* _Requirement_: Print word for word the lines below, starting with the line that contains "on the balcony" and going on through the line that contains "point(96, 566)".

* _Records_:
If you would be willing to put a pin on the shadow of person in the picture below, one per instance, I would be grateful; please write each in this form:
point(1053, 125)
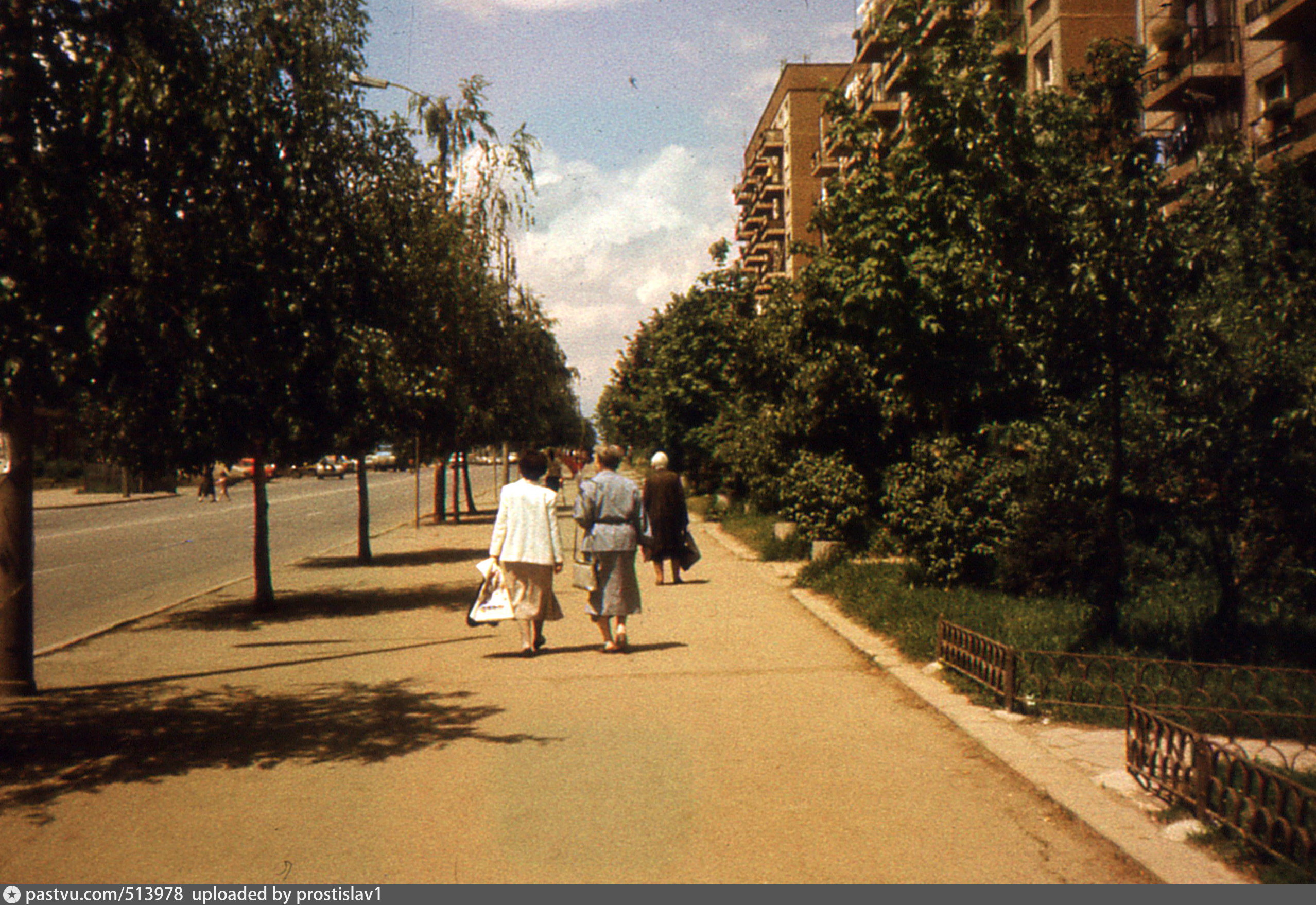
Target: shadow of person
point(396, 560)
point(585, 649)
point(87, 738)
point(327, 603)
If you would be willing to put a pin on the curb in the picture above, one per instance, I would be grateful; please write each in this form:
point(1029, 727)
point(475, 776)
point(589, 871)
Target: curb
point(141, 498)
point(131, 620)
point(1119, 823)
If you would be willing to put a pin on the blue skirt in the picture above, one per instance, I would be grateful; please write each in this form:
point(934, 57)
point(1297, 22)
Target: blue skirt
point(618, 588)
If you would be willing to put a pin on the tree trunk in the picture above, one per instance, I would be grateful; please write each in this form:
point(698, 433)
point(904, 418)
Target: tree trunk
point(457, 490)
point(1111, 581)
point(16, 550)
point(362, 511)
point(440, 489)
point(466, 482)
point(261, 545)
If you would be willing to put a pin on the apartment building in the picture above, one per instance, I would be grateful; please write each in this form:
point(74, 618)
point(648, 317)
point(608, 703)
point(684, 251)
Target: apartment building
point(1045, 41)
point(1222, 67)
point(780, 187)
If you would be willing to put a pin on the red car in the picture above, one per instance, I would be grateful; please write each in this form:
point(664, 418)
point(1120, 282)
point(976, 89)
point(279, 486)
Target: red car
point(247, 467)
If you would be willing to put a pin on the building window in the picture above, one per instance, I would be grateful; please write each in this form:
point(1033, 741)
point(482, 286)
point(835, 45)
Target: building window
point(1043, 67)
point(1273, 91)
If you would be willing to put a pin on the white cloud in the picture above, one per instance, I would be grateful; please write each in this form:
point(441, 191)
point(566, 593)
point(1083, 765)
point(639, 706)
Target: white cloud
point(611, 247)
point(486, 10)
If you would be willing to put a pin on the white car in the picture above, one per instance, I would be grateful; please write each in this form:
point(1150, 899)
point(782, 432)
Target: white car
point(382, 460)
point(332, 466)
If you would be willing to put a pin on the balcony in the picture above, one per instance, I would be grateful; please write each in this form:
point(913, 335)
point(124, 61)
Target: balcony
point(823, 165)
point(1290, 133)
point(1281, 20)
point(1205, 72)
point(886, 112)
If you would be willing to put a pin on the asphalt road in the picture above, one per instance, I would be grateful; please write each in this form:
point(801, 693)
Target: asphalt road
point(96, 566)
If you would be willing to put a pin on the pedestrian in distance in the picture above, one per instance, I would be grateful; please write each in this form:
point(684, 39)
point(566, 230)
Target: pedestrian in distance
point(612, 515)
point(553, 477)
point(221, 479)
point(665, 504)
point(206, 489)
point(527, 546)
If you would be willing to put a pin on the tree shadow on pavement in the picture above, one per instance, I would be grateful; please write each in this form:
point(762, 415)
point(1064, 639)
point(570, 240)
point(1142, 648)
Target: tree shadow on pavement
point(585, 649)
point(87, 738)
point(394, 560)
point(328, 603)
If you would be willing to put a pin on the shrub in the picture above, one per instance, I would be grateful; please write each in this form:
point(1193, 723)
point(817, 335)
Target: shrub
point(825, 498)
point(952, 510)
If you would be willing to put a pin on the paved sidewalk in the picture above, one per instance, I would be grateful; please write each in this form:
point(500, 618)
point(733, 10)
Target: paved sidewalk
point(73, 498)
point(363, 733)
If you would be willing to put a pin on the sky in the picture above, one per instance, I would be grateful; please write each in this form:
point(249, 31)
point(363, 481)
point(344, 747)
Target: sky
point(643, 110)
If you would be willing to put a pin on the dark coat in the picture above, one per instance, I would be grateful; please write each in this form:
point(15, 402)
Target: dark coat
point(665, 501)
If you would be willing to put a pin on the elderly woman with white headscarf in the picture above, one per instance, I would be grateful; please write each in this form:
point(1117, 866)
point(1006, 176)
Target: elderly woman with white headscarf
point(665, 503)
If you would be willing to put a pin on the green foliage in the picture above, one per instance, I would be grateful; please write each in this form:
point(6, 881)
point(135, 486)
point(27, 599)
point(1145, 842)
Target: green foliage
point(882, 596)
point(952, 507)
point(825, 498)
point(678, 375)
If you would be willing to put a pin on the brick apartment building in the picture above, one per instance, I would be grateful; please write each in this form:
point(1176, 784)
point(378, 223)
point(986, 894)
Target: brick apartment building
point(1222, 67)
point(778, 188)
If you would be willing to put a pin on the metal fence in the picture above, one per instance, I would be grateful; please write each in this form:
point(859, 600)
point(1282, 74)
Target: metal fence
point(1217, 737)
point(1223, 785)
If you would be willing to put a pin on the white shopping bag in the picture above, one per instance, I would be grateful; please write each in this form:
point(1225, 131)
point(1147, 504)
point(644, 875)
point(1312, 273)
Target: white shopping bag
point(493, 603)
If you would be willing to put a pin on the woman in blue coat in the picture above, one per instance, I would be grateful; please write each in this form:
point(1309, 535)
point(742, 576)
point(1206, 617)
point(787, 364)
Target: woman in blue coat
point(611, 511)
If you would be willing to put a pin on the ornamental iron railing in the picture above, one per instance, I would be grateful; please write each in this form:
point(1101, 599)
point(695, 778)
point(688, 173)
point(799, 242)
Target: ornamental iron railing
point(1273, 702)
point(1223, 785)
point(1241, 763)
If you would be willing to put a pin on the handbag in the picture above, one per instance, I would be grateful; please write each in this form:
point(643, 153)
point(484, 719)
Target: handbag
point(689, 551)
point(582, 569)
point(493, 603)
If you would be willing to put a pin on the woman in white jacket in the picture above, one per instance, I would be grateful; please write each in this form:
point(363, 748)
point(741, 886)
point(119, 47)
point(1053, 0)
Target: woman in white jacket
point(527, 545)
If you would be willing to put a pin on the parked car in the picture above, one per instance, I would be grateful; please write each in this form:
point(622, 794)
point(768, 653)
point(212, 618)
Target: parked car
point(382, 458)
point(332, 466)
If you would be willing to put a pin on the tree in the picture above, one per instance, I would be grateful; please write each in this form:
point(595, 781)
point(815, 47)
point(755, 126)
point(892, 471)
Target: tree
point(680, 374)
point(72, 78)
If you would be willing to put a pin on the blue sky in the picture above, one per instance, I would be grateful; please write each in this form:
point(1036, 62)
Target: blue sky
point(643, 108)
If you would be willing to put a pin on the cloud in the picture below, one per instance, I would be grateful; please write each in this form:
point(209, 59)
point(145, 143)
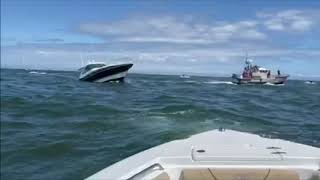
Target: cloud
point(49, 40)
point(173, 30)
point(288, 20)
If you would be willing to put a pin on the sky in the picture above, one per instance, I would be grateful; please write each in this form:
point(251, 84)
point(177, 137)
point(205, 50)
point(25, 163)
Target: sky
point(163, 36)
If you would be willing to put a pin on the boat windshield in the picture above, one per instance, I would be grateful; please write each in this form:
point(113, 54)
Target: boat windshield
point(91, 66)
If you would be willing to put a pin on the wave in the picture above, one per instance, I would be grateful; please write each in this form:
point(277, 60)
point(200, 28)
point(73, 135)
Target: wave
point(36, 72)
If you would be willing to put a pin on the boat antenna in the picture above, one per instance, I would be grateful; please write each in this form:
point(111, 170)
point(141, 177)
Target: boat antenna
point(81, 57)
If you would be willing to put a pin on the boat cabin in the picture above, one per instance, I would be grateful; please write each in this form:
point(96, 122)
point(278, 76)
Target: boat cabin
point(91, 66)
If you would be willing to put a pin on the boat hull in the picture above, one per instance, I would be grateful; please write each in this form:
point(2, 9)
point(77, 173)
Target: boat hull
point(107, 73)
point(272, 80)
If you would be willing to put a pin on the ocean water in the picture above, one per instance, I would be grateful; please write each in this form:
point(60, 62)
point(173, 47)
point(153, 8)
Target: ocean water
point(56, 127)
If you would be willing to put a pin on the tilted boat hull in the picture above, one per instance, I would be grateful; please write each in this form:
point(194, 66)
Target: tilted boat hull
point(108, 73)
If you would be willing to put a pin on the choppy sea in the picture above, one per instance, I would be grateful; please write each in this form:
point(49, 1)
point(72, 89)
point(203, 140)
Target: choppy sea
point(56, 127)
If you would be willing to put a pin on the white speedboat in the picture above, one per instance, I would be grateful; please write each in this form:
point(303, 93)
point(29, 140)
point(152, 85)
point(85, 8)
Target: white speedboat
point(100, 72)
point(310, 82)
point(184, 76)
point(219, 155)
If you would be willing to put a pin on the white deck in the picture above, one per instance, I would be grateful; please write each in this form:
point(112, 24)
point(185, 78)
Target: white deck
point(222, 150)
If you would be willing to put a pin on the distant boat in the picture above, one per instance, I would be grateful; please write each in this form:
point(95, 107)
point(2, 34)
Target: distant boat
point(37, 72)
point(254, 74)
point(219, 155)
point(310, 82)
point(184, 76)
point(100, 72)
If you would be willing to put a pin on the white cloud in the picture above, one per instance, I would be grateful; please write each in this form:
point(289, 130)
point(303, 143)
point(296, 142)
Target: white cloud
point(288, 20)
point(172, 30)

...

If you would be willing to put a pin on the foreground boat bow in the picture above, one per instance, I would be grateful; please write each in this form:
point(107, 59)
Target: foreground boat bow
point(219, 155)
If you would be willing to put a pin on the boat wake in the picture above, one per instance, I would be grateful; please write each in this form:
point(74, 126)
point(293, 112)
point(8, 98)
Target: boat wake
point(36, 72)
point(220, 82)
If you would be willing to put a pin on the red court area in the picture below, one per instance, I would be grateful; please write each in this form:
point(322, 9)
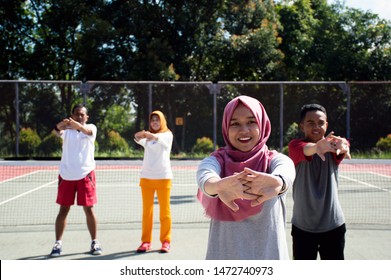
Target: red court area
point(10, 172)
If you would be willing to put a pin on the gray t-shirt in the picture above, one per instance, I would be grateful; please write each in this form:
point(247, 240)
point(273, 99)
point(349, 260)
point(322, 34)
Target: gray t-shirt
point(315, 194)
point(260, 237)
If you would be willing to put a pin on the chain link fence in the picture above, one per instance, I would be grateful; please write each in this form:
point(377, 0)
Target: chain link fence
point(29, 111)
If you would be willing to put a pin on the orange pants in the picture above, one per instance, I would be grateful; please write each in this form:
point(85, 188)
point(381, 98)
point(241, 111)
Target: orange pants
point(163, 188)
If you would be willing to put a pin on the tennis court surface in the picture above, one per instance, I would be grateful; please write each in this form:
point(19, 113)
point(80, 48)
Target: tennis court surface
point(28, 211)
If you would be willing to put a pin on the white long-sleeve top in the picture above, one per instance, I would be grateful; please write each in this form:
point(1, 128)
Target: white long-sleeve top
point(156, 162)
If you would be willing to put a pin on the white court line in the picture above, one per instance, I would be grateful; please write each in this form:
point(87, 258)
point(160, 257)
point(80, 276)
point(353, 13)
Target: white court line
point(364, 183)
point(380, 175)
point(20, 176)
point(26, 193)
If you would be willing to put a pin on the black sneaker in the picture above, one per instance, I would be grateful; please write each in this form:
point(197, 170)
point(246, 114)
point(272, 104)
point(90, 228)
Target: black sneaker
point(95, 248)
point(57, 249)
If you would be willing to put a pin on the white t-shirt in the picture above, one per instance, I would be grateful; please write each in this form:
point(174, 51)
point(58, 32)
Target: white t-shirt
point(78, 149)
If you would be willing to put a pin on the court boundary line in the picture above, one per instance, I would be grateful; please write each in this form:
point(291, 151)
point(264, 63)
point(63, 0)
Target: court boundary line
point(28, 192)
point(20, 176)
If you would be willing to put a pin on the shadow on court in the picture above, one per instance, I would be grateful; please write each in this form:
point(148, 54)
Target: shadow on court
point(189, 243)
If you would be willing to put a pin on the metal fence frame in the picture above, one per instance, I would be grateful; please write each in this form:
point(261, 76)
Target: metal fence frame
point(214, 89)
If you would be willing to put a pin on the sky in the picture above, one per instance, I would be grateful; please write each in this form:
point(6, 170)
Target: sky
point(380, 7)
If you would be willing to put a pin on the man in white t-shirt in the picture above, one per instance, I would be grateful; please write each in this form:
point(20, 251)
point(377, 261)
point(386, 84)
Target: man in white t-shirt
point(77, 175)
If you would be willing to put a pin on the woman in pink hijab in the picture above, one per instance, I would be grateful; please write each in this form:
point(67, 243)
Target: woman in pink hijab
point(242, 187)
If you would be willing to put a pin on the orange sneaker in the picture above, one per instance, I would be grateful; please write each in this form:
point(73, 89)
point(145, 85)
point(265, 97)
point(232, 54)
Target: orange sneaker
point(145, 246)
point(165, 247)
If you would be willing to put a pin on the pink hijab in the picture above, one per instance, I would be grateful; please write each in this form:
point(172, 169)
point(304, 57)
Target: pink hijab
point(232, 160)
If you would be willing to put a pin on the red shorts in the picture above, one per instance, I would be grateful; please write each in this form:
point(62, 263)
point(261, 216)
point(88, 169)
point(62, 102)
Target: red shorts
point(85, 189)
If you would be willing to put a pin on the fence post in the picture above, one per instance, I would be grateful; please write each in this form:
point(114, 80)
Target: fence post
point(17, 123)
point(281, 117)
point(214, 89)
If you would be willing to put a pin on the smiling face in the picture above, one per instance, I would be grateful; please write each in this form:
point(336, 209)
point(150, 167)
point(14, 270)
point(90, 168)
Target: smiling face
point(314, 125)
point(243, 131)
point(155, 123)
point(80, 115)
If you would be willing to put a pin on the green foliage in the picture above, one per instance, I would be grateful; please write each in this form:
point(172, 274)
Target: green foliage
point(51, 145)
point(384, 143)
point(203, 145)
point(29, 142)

* _Task result_:
If you would be willing to put a pin on the balcony in the picture above, one per instance, I would be grateful; please write each in this form:
point(913, 335)
point(124, 61)
Target: balcony
point(823, 165)
point(1290, 133)
point(1281, 20)
point(1205, 72)
point(886, 112)
If you would be willing to put a pin on the asphalt road in the picture above, one per instance, I would be grateful; please write each in this form:
point(801, 693)
Target: asphalt road
point(96, 566)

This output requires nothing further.